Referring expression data
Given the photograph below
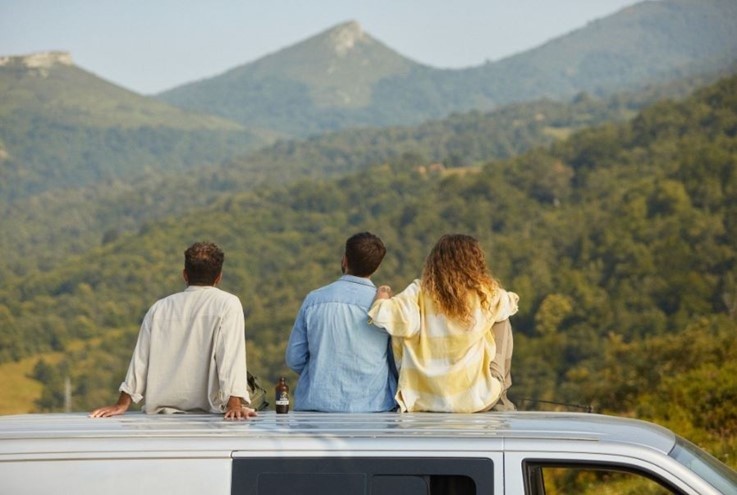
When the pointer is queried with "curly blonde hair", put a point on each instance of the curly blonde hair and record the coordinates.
(453, 271)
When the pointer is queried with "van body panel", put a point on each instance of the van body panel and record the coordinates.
(381, 452)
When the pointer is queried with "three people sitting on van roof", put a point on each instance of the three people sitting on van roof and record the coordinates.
(191, 349)
(448, 331)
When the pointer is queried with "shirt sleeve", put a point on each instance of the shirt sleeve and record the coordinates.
(230, 353)
(504, 305)
(398, 315)
(298, 354)
(135, 380)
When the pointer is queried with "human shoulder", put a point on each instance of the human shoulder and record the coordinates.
(503, 303)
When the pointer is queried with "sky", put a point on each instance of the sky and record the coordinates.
(149, 46)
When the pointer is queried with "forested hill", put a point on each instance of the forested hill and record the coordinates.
(77, 219)
(621, 242)
(345, 78)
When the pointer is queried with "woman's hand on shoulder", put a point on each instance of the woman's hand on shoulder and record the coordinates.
(383, 292)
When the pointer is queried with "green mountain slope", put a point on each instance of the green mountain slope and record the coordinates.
(75, 220)
(61, 126)
(313, 86)
(623, 232)
(344, 78)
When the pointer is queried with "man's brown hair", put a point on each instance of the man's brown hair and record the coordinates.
(203, 262)
(363, 254)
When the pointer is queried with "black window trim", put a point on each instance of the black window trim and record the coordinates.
(530, 464)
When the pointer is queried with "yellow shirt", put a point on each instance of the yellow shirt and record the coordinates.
(443, 364)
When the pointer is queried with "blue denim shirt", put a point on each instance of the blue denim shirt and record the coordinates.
(343, 362)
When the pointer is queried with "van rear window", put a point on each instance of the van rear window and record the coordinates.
(364, 475)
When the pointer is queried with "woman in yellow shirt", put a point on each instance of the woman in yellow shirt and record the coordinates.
(443, 327)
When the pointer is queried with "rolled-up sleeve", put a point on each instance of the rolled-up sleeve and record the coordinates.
(505, 305)
(230, 354)
(398, 315)
(297, 353)
(135, 379)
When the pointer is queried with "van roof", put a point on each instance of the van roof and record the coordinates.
(31, 433)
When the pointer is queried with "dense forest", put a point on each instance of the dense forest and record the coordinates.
(621, 241)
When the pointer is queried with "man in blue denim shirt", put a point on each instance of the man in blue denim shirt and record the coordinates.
(344, 364)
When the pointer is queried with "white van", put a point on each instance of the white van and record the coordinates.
(515, 453)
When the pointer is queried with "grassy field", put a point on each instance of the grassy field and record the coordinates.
(19, 390)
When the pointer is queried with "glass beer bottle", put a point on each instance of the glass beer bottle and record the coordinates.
(282, 396)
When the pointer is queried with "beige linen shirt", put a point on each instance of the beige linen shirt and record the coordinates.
(444, 366)
(190, 354)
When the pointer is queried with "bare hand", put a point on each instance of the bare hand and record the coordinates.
(124, 402)
(108, 411)
(383, 292)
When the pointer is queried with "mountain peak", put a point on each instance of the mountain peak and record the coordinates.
(39, 60)
(345, 36)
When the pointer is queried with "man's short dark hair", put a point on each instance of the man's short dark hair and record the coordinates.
(364, 253)
(203, 262)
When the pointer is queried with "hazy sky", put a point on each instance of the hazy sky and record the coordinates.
(152, 45)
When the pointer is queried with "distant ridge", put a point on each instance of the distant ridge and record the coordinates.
(62, 126)
(343, 77)
(309, 85)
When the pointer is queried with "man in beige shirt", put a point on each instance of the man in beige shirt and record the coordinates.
(191, 349)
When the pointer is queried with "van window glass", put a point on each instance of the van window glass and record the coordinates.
(364, 475)
(312, 483)
(592, 479)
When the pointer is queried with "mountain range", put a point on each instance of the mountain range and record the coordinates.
(62, 127)
(343, 77)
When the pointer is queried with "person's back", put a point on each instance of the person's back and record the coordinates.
(344, 363)
(444, 332)
(186, 331)
(191, 348)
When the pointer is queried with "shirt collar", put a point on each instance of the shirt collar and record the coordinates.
(357, 280)
(198, 287)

- Exercise brief -
Could you copy the data above exactly, leaving the pictures out?

- Problem solution -
Given the photograph below
When the pointer is queried with "curly blonde hair", put a point on each instance of the curly blonde hair and record the coordinates.
(453, 271)
When the pointer is queried with "van body panel", put a point on each instance of the van body panel and record the coordinates.
(381, 452)
When the pointer is queried with "three people sitting on van roof", put a point on each instance of the three people sitting on van roof and record the coordinates.
(191, 349)
(448, 331)
When the pointer is queried with "shirt sleeve", put a point on each instance of the shirt sleeve and record the coordinates.
(230, 353)
(504, 305)
(398, 315)
(298, 354)
(135, 380)
When the pointer is queried with "human shoulder", put a point on each instance of the human shoulder and record the coordinates.
(503, 303)
When the pointer is queried with "sky", put a point on each instance of the sky and record the coordinates.
(149, 46)
When the pointer is queried with "forested hill", put a point on each instance of the forested hill and record the coordinates.
(77, 219)
(621, 242)
(345, 78)
When the pointer is queried with "woman's hand on shoulder", put a point on each instance of the woman's hand on shoulder and record the coordinates.
(383, 292)
When the pointer is queried with "green mountain slope", put a point on each instance of the green mountain slope and record the coordinates.
(75, 220)
(61, 126)
(313, 86)
(623, 232)
(344, 78)
When the pointer is queried with "man's brown hair", put a point on each instance of the man's brown hair and record the coordinates.
(203, 262)
(363, 254)
When the pointer is queried with "black window trim", put a point on each instance of the black window trim and record the coordinates.
(530, 464)
When the pointer is queried with "yellow shirt", put a point on each instance of the yellow shirt and record the coordinates.
(443, 364)
When the pointer is queried with "blue denim shirt", put a point on each instance of the blue denim shirt and record the coordinates.
(343, 362)
When the pointer is queried with "van rear window", put a point on each instance of the van rear window and record the coordinates.
(364, 475)
When the pointer is queried with "woman in yellow shirt", put a point on each instance of the woman in yellow shirt and record the coordinates.
(443, 327)
When the pointer is queried with "rolled-up sleeve", put a point on each instance of the rolled-up sleeve and record the coordinates.
(505, 305)
(230, 354)
(398, 315)
(297, 353)
(135, 379)
When the pointer is queried with "van roof", put a point on each instance of the van roof and record the coordinates.
(31, 433)
When the pointer is queried with "dense forest", put a point on each instance of the dense forest and record the coordinates.
(621, 241)
When the pointer is queried with "man in blue denim shirt", put a point on each instance of the man in blue denim shirt and record the coordinates.
(344, 364)
When the pointer is queried with "white van", put a point on each instance of the white van and record the coordinates.
(515, 453)
When the pointer is queried with "grassy field", put a point on each instance of the grassy field and record the coordinates.
(19, 390)
When the pointer is queried with "glass beer bottle", put a point on each instance of the glass beer bottle and record the coordinates.
(282, 396)
When the pointer is queried with "beige linen shirt", put a point on each instance of the beige linen shirt and record the coordinates.
(444, 366)
(190, 354)
When the pointer is queried with "bare hand", put a point on each instance of the bare hand and record the coordinates.
(124, 402)
(108, 411)
(383, 292)
When the pointer is queried with "mountain peak", put a point on each instance of the mountain peak and record the coordinates.
(39, 60)
(345, 36)
When the pointer is queried with "man's short dark hair", put a point on each instance of the man's short dark hair and record the coordinates.
(364, 253)
(203, 262)
When the pointer is queried with "hazy sky", put a point on each instance of the hazy sky and record the coordinates.
(152, 45)
When the pointer is queried with "distant ridge", put a point on each instance of the distant ridge and record the coordinates.
(62, 126)
(343, 77)
(309, 85)
When the pointer is queried with "man in beige shirt", put a point on each instance of the man in beige shirt and record the coordinates.
(191, 349)
When the pointer is queried with "van window glass", put a point on each instance of the van window glass and record the coordinates.
(364, 475)
(312, 483)
(592, 479)
When the pointer is queried with "mountain range", put a point on each instance of the mountain range and record the coordinates.
(62, 127)
(343, 77)
When the pointer is queried with "person's back", put a point on each instance of the person's back and record the coordinates.
(344, 363)
(444, 332)
(186, 331)
(191, 348)
When the pointer is queried with "shirt collar", put a point on each instance of the shirt collar and record the coordinates.
(357, 280)
(198, 287)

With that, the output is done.